EXTRAIT CHOISI:
☆ ☆ ☆ ☆
LA DÉCISION ATTAQUÉE

909, 670. La Registraire donne par les présentes avis public en vertu de l'article 9(1)(n)(iii) de la Loi sur les marques de commerce de l'adoption et l'utilisation par CHOSEN PEOPLE MINISTRIES, INC. de la marque reproduite ci-dessus, comme marque officielle pour des marchandises et des services.

LES DISPOSITIONS PERTINENTES

[13]Le sous-alinéa 9(1)n)(iii) de la Loi interdit l'adoption de marques de commerce qui ressemblent à celles déjà adoptées par les autorités publiques.

9. (1) Nul ne peut adopter à l'égard d'une entreprise, comme marque de commerce ou autrement, une marque composée de ce qui suit, ou dont la ressemblance est telle qu'on pourrait vraisemblablement la confondre avec ce qui suit:

[. . .]

n) tout insigne, écusson, marque ou emblème

[. . .]

(iii) adopté et employé par une autorité publique au Canada comme marque officielle pour des marchandises ou services, [Je souligne.]

LA THÈSE DU CJC

[14]Le CJC soutient que la CPM n'a pas le droit de se servir du «dessin d'une menorah» vu que celle-ci, n'étant pas une «autorité publique» au sens du sous-alinéa 9(1)n)(iii) de la Loi, n'a pas le droit d'adopter une marque officielle.

[15]Le CJC allègue que l'adoption et l'emploi du «dessin d'une menorah» comme marque officielle sont scandaleux, choquants pour les Canadiens et trompeurs.

[16]Le CJC affirme avoir qualité pour agir dans la présente demande puisqu'il est directement touché, selon l'expression utilisée au paragraphe 18.1(1) de la Loi sur la Cour fédérale, ou de façon subsidiaire, que la qualité d'agir dans l'intérêt du public devrait lui être reconnue.

LA THÈSE DE LA CPM

[17]La CPM soutient que le registraire a régulièrement exercé son mandat le 3 novembre 1999 en donnant au public avis que le «dessin d'une menorah» est une marque officielle adoptée par la CPM conformément au sous-alinéa 9(1)n)(iii) de la Loi.

[18]La CPM allègue que le «dessin d'une menorah» est très distinctif et ne crée aucune confusion avec les autres dessins de menorah que les autres organismes emploient.

[19]La CPM affirme être une «autorité publique» au sens où cette expression est utilisée au sous-alinéa 9(1)n)(iii) de la Loi.
☆ ☆ ☆ ☆
DONNÉES FOURNIES:
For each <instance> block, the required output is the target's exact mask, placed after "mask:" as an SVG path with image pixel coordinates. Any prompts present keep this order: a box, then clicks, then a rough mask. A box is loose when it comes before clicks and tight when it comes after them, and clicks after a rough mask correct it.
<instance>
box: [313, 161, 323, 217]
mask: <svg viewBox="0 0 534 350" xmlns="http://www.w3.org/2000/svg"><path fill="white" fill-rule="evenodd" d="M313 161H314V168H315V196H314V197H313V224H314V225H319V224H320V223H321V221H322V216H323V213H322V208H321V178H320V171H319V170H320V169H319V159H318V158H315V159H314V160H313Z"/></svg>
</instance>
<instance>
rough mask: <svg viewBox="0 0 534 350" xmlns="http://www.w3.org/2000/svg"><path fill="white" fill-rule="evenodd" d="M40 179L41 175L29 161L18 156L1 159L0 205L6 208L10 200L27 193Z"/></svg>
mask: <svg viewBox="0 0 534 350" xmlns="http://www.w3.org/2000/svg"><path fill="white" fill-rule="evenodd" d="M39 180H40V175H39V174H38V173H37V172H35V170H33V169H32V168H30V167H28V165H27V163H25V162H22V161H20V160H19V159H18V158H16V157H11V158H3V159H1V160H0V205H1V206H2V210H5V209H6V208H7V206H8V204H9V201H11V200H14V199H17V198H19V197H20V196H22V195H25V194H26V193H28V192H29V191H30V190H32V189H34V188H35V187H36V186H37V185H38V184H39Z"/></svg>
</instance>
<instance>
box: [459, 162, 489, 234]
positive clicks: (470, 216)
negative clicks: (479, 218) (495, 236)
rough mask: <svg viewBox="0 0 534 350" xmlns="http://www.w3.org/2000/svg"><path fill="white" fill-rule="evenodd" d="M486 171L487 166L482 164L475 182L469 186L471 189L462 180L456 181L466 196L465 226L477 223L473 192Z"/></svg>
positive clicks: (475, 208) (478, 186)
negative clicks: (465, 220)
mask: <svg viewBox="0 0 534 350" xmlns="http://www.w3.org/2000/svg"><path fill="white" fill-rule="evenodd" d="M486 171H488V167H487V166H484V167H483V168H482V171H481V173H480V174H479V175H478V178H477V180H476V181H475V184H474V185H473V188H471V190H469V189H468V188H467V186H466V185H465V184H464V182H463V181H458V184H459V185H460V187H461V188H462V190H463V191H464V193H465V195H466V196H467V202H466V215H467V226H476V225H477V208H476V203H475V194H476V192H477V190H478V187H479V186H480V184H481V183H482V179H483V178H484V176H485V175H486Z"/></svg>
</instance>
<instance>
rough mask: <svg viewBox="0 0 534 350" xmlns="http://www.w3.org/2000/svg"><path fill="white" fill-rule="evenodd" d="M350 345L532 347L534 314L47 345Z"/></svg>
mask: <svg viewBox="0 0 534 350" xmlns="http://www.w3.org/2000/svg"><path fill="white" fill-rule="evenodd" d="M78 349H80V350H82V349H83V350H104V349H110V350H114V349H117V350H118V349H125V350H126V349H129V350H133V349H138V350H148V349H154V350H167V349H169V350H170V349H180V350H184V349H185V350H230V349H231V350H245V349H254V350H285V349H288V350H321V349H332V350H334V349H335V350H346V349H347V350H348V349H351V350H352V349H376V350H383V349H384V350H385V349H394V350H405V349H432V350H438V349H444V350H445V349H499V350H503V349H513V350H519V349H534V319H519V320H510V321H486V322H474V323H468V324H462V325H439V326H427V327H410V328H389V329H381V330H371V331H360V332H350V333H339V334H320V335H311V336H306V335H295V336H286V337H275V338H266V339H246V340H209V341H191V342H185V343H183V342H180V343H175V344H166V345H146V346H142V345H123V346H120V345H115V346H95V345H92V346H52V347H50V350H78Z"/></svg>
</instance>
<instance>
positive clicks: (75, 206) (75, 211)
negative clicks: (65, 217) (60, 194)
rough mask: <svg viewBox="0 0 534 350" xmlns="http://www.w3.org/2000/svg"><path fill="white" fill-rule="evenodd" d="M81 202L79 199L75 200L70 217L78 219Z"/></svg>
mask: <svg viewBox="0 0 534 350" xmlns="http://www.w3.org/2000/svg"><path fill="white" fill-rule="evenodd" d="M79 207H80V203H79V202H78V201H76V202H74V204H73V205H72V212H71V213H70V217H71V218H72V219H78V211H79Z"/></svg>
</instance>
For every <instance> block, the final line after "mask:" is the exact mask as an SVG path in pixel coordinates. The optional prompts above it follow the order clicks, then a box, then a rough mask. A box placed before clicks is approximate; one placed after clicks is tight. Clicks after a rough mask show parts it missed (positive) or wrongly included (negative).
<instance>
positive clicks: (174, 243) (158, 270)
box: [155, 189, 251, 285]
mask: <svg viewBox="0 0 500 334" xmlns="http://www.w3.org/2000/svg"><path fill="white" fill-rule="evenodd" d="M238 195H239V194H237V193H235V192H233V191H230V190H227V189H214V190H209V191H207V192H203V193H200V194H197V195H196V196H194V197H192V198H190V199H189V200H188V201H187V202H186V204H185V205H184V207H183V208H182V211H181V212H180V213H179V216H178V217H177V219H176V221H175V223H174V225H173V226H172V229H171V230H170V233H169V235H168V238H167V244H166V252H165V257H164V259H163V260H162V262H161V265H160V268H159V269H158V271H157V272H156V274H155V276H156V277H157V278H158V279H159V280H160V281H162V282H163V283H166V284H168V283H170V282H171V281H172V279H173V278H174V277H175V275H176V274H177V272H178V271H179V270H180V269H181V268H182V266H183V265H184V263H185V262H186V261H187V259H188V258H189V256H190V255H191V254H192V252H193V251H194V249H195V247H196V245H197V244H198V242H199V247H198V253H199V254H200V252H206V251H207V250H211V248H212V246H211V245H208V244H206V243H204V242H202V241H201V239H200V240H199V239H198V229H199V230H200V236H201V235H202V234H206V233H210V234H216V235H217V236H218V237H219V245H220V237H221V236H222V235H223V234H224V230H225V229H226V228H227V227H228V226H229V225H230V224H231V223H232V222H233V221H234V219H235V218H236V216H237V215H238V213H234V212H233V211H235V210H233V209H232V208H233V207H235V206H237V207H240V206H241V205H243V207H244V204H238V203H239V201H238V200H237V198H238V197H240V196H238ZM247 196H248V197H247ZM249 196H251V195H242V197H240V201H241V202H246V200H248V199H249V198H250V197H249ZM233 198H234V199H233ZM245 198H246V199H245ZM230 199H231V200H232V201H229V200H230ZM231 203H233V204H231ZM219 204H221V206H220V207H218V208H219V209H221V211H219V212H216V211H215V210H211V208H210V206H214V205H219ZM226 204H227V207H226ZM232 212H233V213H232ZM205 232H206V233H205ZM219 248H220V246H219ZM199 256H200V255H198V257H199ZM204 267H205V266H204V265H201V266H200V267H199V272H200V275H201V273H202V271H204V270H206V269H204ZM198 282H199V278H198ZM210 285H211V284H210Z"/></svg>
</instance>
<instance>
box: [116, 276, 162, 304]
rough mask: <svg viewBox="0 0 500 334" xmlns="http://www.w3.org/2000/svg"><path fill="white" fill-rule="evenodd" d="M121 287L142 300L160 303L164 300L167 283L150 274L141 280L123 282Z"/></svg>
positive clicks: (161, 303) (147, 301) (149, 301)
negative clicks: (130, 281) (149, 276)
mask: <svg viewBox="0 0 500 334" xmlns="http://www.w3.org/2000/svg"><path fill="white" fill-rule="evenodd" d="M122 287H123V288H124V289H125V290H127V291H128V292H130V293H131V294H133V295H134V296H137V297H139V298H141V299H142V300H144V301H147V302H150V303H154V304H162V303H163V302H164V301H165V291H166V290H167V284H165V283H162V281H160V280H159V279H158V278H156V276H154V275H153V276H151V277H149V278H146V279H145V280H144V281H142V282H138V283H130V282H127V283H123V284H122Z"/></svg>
☆ ☆ ☆ ☆
CONSIGNE: D'après l'extrait choisi, pour quelle raison le CJC soutient-il que la CPM n'a pas le droit de se servir du « dessin d'une menorah » ? Répondez en une à trois phrases, s'il vous plaît.

RÉPONSE PROPOSÉE: Le CJC soutient que la CPM n'est pas une « autorité publique » au sens du sous-alinéa 9(1)n)(iii) de la Loi. Or, seule une telle autorité peut adopter une marque officielle. La CPM n'aurait donc pas le droit d'adopter le « dessin d'une menorah » comme marque officielle ni de s'en servir.